* _EXERCISE DESCRIPTION_
Copy the records below exactly as they appear.

* _DATA_
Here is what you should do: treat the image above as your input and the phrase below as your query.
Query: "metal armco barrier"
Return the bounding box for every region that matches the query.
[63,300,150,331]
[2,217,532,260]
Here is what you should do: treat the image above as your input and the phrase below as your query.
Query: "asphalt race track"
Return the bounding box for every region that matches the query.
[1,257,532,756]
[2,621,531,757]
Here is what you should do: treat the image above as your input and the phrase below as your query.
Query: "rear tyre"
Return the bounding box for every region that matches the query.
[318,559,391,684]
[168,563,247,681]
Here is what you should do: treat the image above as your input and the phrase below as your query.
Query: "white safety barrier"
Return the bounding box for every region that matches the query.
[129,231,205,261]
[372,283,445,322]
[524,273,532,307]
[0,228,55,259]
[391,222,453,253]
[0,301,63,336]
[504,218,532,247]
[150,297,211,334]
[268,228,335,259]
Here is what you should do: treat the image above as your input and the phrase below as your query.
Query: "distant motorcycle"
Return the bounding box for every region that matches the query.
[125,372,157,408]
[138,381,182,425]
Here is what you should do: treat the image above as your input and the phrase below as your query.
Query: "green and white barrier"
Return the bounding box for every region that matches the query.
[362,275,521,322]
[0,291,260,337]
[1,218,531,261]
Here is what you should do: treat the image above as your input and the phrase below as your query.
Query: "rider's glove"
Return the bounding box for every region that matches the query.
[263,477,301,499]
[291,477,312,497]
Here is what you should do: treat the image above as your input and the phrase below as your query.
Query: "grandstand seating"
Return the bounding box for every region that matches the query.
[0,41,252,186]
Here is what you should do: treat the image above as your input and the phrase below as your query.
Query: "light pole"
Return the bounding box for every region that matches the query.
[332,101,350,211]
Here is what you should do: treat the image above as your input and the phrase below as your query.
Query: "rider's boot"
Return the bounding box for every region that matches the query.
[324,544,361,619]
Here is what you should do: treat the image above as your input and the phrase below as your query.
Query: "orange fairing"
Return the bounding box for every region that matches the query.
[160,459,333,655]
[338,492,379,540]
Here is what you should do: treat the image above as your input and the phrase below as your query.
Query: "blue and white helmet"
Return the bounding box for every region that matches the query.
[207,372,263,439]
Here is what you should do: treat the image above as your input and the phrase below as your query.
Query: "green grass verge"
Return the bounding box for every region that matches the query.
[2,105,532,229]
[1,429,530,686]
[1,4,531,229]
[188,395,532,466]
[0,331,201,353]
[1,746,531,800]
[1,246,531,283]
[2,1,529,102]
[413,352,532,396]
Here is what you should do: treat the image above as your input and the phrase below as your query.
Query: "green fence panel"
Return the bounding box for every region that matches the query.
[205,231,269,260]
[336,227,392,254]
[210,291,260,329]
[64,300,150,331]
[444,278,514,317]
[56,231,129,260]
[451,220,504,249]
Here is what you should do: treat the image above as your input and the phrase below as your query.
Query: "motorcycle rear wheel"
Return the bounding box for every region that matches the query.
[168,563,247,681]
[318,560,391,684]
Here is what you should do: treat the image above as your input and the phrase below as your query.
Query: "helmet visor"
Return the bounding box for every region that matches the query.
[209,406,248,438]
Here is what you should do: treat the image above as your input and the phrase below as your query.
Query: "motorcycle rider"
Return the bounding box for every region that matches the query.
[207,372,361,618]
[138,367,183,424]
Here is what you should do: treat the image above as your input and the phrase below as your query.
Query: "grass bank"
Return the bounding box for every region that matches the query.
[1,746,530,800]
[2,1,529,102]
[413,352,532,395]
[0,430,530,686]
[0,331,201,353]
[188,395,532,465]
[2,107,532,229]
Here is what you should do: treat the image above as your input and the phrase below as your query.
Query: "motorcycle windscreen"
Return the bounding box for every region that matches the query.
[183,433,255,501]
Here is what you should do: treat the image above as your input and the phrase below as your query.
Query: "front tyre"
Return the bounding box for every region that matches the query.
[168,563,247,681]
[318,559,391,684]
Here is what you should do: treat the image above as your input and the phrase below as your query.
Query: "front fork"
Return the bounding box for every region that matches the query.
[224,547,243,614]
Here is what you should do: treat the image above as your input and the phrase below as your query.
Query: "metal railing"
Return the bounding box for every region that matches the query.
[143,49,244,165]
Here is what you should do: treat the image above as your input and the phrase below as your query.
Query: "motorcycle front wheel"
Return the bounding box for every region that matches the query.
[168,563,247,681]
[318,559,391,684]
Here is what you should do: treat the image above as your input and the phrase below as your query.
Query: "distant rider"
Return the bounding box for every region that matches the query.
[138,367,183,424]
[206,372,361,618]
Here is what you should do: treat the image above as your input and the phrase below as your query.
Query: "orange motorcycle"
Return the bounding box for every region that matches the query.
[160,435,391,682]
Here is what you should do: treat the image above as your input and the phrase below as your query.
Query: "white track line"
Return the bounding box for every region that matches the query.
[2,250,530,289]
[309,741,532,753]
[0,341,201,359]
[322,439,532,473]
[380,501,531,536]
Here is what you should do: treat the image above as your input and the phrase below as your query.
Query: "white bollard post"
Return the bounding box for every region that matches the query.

* _EXERCISE OUTPUT_
Here is what you should do: treat the image above as your input and the phrase below as your query.
Query: "metal armco barrier"
Return the bounding box for every region that matches the query.
[63,300,150,331]
[2,217,532,260]
Here is what you should do: treat the image above as your input and the phrase below as your query.
Query: "asphalt race track"
Return the bounding box for every region that matches the query.
[1,257,532,756]
[2,621,531,757]
Here is what you should do: treat the image above as your input and the phrase below as your query.
Query: "rear tyre"
Return the bounding box for every region that matches the query.
[318,559,391,684]
[168,563,247,681]
Here is what you should do: treat the image above as your input and the phrase below as your query.
Query: "white safety barrier"
Return the bounding box for every region that matches the query.
[129,231,205,261]
[372,283,445,322]
[524,273,532,307]
[0,228,55,259]
[391,222,453,253]
[0,301,63,336]
[504,218,532,247]
[150,297,211,334]
[268,228,335,259]
Here is what you should do: treat the image above as your input and the phrase below as your query.
Query: "distant motorcycle"
Return the bounding box for every region that matches the query.
[125,372,157,408]
[138,381,182,425]
Here is what you should do: treat the image above as your input and the phrase below as your query.
Query: "green and white barrier"
Return the bounding box for every region that matches the query.
[362,275,521,322]
[0,291,260,337]
[1,218,531,261]
Here is what you should do: treat the image above as your input and the phrase below as your query.
Query: "rider's glove"
Return the bounding box for every region that matches the query.
[263,477,301,499]
[291,477,312,497]
Here is what you should do: treat the image above as your input and the phrase below as your query.
Query: "grandstand seating"
Return the bounding box for every region that matches the query.
[0,41,252,186]
Here is what you should do: treat the image above as your input and the phrase below as your query.
Query: "light pole"
Return the bounding box for every region that matches the query.
[332,101,350,211]
Here is what you should do: treat the image above as your input and the phrase below as your query.
Query: "rider's boot"
Return the bounding box for every region that matches the query.
[324,544,361,619]
Here is what you should do: treat the image above as your input and the phrase below as your query.
Query: "orange fairing"
Return the bounding box for every region that matches the query.
[160,459,333,655]
[338,492,379,540]
Here is what you should do: treat the image above as your input and the phrase below as your query.
Query: "blue and white helmet"
Return the bounding box for every region that matches the query.
[207,372,263,439]
Here is what you should do: treat the image above as your input and the phrase below as your query.
Query: "green grass verge"
Return the bounding box for every region that matches the query.
[2,105,532,229]
[1,429,530,686]
[1,4,531,229]
[188,395,532,466]
[0,331,201,353]
[1,746,531,800]
[1,246,531,283]
[2,1,529,102]
[413,352,532,396]
Here is what you should do: treat the image above as your input and the phrase below as your query.
Query: "green fence panel"
Return the bounding box for every region that matches the query.
[205,231,269,260]
[336,227,392,254]
[210,291,260,329]
[64,300,150,331]
[444,278,514,317]
[56,231,129,260]
[451,220,504,249]
Here is what you should do: treat the image above as your input and the phrase below as your query.
Query: "motorcycle rear wheel"
Return the bounding box for every region that matches the query.
[168,563,247,681]
[318,560,391,684]
Here is what you should do: treat the image above as your input and the phrase below as your query.
Query: "helmet visor"
Return the bounding box for every region that matches the query.
[209,406,248,438]
Here is what you should do: treat the image above as your input and the phrase below as your query.
Query: "motorcycle rider"
Return the bounding box for every region that matches the query.
[207,372,361,618]
[138,367,183,424]
Here is what you should do: treat the image above as your input and the phrase below as your query.
Query: "grass bank"
Return the bounding box for every region that matches the query.
[1,746,530,800]
[2,1,529,102]
[413,352,532,395]
[0,430,530,686]
[0,331,201,353]
[188,395,532,465]
[2,107,532,229]
Here is what you should do: treat the image above as your input and the phrase below as your query.
Query: "motorcycle windscreen"
Return the bounding box for every region that matches the query.
[183,433,255,501]
Here is what you should do: treat the image above as your input and the phrase below as your query.
Query: "front tyre"
Return the bounding box for every region that matches the query.
[168,563,247,681]
[318,559,391,684]
Here is what you should do: treat the image above as your input and the phrase below as your query.
Query: "front fork"
Return the bounding box for every region that matches the query.
[224,547,243,614]
Here is what you should do: treat the image above as your input and the phrase below as your query.
Query: "metal railing"
Return the bounding box for every region that matches the query.
[143,49,244,165]
Here is what you should do: treat the image above as your input and the phrase below as your query.
Query: "motorcycle front wheel"
Return the bounding box for every region that matches the query.
[168,563,247,681]
[318,559,391,684]
Here is what you should do: treat the image above as your input and the phrase below as your query.
Query: "distant rider"
Return the bounding box for every region that matches the query.
[138,367,183,424]
[206,372,361,618]
Here is what you should do: treat the image above as your input and the phrase below as your query.
Query: "orange motorcycle"
Return the bounding box for every region that matches the query.
[160,435,391,682]
Here is what you should do: treat the image above as your input and the phrase below as your query.
Query: "white track line"
Return the bounding box for every region that matches the query.
[2,250,530,289]
[309,741,532,753]
[0,341,201,359]
[322,439,532,473]
[380,501,531,536]
Here is what you should do: treat the image above as your input and the phrase below as your query.
Query: "white bollard post"
Return the bounding box for every region that matches the query.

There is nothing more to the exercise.